▶ Exercise instructions: Reproduce the data below line for line, with every character unchanged.

Recorded data:
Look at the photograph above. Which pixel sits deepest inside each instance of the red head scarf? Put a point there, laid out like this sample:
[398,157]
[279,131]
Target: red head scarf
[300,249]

▶ Exercise result:
Look at the photograph above. Which pixel sits deepest inside each instance of the red head scarf? Put a point there, laid out like this sample:
[398,157]
[279,131]
Target: red head scarf
[300,249]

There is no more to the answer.